Wybrane dane:
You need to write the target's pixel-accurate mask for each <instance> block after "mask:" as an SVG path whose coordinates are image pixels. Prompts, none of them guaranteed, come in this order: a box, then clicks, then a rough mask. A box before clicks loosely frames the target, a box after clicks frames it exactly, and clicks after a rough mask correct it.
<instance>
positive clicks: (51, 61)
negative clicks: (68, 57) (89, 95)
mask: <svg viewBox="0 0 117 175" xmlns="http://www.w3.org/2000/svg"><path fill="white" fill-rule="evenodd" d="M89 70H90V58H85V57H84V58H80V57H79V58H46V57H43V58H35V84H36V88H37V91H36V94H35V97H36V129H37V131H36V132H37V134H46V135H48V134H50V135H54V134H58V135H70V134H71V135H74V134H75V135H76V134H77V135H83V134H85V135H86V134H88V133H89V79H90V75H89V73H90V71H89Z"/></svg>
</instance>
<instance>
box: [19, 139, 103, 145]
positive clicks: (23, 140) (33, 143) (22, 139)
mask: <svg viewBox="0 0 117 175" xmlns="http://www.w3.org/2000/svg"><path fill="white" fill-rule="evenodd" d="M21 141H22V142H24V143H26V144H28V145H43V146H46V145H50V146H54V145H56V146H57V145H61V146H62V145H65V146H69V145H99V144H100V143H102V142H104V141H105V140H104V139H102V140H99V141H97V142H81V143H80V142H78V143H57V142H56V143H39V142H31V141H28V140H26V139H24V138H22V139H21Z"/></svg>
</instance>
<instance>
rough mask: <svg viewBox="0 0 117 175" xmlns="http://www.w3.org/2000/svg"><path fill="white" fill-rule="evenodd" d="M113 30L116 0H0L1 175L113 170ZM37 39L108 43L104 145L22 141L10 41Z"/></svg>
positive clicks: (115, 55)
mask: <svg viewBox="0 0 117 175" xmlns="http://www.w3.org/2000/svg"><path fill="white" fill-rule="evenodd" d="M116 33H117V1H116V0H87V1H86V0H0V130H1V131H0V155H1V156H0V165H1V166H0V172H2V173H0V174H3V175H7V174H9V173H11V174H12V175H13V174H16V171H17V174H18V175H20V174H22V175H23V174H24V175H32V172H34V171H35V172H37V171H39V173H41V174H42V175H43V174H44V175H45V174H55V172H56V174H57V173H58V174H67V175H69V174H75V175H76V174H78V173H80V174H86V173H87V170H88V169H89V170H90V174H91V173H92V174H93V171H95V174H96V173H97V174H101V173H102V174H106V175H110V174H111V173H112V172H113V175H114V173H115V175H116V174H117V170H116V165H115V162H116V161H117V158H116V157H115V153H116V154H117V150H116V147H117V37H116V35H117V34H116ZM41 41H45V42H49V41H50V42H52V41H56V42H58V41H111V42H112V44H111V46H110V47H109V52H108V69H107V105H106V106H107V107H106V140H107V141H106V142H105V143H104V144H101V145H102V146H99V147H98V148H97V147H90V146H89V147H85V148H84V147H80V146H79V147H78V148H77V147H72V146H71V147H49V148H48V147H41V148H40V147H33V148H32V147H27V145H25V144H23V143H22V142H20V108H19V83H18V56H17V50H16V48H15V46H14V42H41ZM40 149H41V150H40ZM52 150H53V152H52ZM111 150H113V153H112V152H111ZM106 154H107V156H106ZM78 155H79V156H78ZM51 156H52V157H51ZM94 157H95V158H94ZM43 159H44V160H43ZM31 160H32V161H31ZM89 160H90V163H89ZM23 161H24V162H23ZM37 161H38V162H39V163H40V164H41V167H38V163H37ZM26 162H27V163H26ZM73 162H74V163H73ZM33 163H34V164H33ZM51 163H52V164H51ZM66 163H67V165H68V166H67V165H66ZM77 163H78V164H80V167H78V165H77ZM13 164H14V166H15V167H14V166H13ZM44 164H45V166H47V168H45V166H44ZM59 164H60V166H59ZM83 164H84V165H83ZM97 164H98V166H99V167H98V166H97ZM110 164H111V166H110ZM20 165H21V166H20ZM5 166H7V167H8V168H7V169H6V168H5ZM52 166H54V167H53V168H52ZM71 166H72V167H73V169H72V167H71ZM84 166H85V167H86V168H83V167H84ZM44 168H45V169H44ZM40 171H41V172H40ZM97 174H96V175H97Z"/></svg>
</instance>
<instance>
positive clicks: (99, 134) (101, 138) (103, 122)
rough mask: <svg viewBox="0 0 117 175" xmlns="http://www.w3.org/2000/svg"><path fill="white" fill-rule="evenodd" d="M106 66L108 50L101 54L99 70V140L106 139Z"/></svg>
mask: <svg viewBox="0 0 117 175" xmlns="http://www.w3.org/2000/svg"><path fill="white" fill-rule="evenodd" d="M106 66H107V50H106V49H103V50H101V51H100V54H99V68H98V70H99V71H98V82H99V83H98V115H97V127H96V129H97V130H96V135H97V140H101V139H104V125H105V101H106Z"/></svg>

Zadanie: Proszę przedstawić wszystkie wiersze powyższych wpisów w postaci tabeli Markdown z kolumnami „Nr” (kolejny numer wiersza) i „Wiersz” (treść wiersza), z pominięciem pustych wierszy.

Wynik zadania:
| Nr | Wiersz |
|---|---|
| 1 | You need to write the target's pixel-accurate mask for each <instance> block after "mask:" as an SVG path whose coordinates are image pixels. Prompts, none of them guaranteed, come in this order: a box, then clicks, then a rough mask. A box before clicks loosely frames the target, a box after clicks frames it exactly, and clicks after a rough mask correct it. |
| 2 | <instance> |
| 3 | positive clicks: (51, 61) |
| 4 | negative clicks: (68, 57) (89, 95) |
| 5 | mask: <svg viewBox="0 0 117 175" xmlns="http://www.w3.org/2000/svg"><path fill="white" fill-rule="evenodd" d="M89 70H90V58H85V57H84V58H80V57H79V58H46V57H43V58H35V84H36V88H37V91H36V94H35V97H36V129H37V131H36V132H37V134H46V135H48V134H50V135H54V134H58V135H70V134H71V135H74V134H75V135H76V134H77V135H83V134H85V135H86V134H88V133H89V79H90V75H89V73H90V71H89Z"/></svg> |
| 6 | </instance> |
| 7 | <instance> |
| 8 | box: [19, 139, 103, 145] |
| 9 | positive clicks: (23, 140) (33, 143) (22, 139) |
| 10 | mask: <svg viewBox="0 0 117 175" xmlns="http://www.w3.org/2000/svg"><path fill="white" fill-rule="evenodd" d="M21 141H22V142H24V143H26V144H28V145H43V146H46V145H50V146H54V145H56V146H57V145H61V146H62V145H65V146H69V145H99V144H100V143H102V142H104V141H105V140H104V139H102V140H99V141H97V142H81V143H80V142H78V143H57V142H56V143H39V142H31V141H28V140H26V139H24V138H22V139H21Z"/></svg> |
| 11 | </instance> |
| 12 | <instance> |
| 13 | rough mask: <svg viewBox="0 0 117 175" xmlns="http://www.w3.org/2000/svg"><path fill="white" fill-rule="evenodd" d="M113 30L116 0H0L1 175L113 170ZM37 39L108 43L104 145L22 141L10 41Z"/></svg> |
| 14 | positive clicks: (115, 55) |
| 15 | mask: <svg viewBox="0 0 117 175" xmlns="http://www.w3.org/2000/svg"><path fill="white" fill-rule="evenodd" d="M116 33H117V1H116V0H87V1H86V0H0V130H1V131H0V155H1V156H0V165H1V166H0V172H2V173H0V174H3V175H7V174H9V173H11V174H12V175H13V174H16V171H17V174H18V175H20V174H22V175H23V174H24V175H32V172H34V171H35V172H37V171H39V173H41V174H42V175H43V174H44V175H45V174H55V172H56V174H57V173H58V174H67V175H69V174H75V175H76V174H78V173H80V174H86V173H87V170H88V169H89V170H90V174H91V173H92V174H93V171H95V174H96V173H97V174H101V173H102V174H106V175H110V174H111V173H112V172H113V175H114V173H115V175H116V174H117V170H116V165H115V162H116V161H117V158H116V157H115V153H116V154H117V150H116V147H117V37H116V35H117V34H116ZM41 41H45V42H49V41H50V42H52V41H56V42H58V41H111V42H112V44H111V46H110V47H109V52H108V69H107V105H106V106H107V107H106V140H107V141H106V142H105V143H104V144H101V145H102V146H99V147H98V148H97V147H90V146H89V147H85V148H84V147H80V146H79V147H78V148H77V147H72V146H71V147H49V148H48V147H41V148H40V147H33V148H32V147H27V145H25V144H23V143H22V142H20V108H19V83H18V56H17V50H16V48H15V46H14V42H41ZM40 149H41V150H40ZM52 150H53V152H52ZM111 150H113V153H112V152H111ZM106 154H107V156H106ZM78 155H79V156H78ZM51 156H52V157H51ZM94 157H95V158H94ZM43 159H44V160H43ZM31 160H32V161H31ZM89 160H90V163H89ZM23 161H24V162H23ZM37 161H38V162H39V163H40V164H41V167H38V163H37ZM26 162H27V163H26ZM73 162H74V163H73ZM33 163H34V164H33ZM51 163H52V164H51ZM66 163H67V165H68V166H67V165H66ZM77 163H78V164H80V167H78V165H77ZM13 164H14V166H15V167H14V166H13ZM44 164H45V166H47V168H45V166H44ZM59 164H60V166H59ZM83 164H84V165H83ZM97 164H98V166H99V167H98V166H97ZM110 164H111V166H110ZM20 165H21V166H20ZM5 166H7V167H8V168H7V169H6V168H5ZM52 166H54V167H53V168H52ZM71 166H72V167H73V169H72V167H71ZM84 166H85V167H86V168H83V167H84ZM44 168H45V169H44ZM40 171H41V172H40ZM97 174H96V175H97Z"/></svg> |
| 16 | </instance> |
| 17 | <instance> |
| 18 | positive clicks: (99, 134) (101, 138) (103, 122) |
| 19 | rough mask: <svg viewBox="0 0 117 175" xmlns="http://www.w3.org/2000/svg"><path fill="white" fill-rule="evenodd" d="M106 66L108 50L101 54L99 70V140L106 139Z"/></svg> |
| 20 | mask: <svg viewBox="0 0 117 175" xmlns="http://www.w3.org/2000/svg"><path fill="white" fill-rule="evenodd" d="M106 66H107V50H106V49H103V50H101V51H100V54H99V68H98V70H99V71H98V82H99V83H98V115H97V127H96V129H97V130H96V135H97V140H101V139H104V125H105V101H106Z"/></svg> |